##### Data for this task #####

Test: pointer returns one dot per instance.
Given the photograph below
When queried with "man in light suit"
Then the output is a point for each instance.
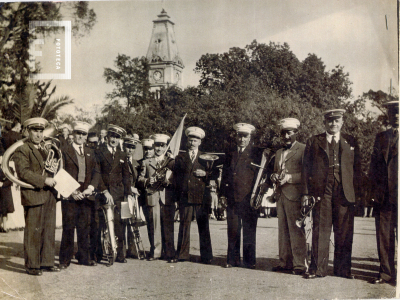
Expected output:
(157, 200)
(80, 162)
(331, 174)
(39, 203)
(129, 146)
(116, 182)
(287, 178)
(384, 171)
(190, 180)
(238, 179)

#####
##### Data for this task #####

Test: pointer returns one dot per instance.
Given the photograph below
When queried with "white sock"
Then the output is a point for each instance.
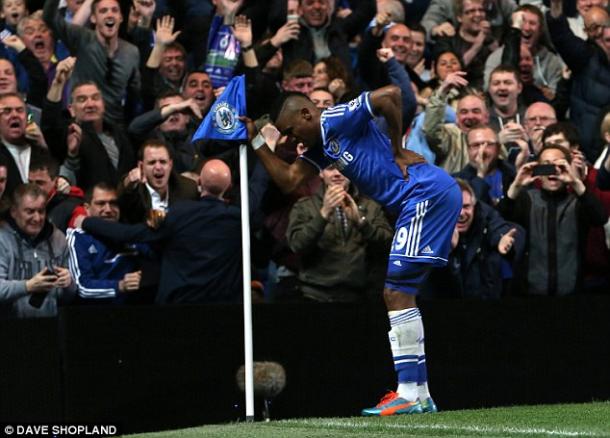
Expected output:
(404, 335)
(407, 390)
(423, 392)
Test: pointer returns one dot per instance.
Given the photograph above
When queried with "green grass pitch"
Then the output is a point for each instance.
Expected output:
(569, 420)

#####

Direction | Pick out each line in the records that contains the word "queried", and copy those lines in full.

Written answer |
When queried with "man in light suit"
When queried with "white sock"
When queried with "green grass pitch"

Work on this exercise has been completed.